### Problem details
Please reproduce, word for word, the part of the passage on imagination that opens with the words containing "The imagination is" and closes with "I was reading.".

The imagination is a powerful thing.  I believe that it can be a wonderful gift given by God to have a vivid and creative imagination.  As a child, I enjoyed this gift creating all sorts of play worlds with my siblings.  I could entirely be existing in a different space and time through my imagination.  It was also wonderful to be completely immersed in a book.  I would be so engrossed with the story I was reading, that I literally would not hear the dinner bell (yes, we used a dinner bell in my family but that is another blog entirely on its own).  My mom would get frustrated with me when I honestly and fervently protested that I had not heard it.  All I had heard were the sounds of the conversations and adventures that the characters were having in the book I was reading.

Labeled box records:
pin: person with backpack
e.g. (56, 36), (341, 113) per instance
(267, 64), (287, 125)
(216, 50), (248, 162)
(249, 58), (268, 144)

### Exercise answer
The imagination is a powerful thing.  I believe that it can be a wonderful gift given by God to have a vivid and creative imagination.  As a child, I enjoyed this gift creating all sorts of play worlds with my siblings.  I could entirely be existing in a different space and time through my imagination.  It was also wonderful to be completely immersed in a book.  I would be so engrossed with the story I was reading, that I literally would not hear the dinner bell (yes, we used a dinner bell in my family but that is another blog entirely on its own).  My mom would get frustrated with me when I honestly and fervently protested that I had not heard it.  All I had heard were the sounds of the conversations and adventures that the characters were having in the book I was reading.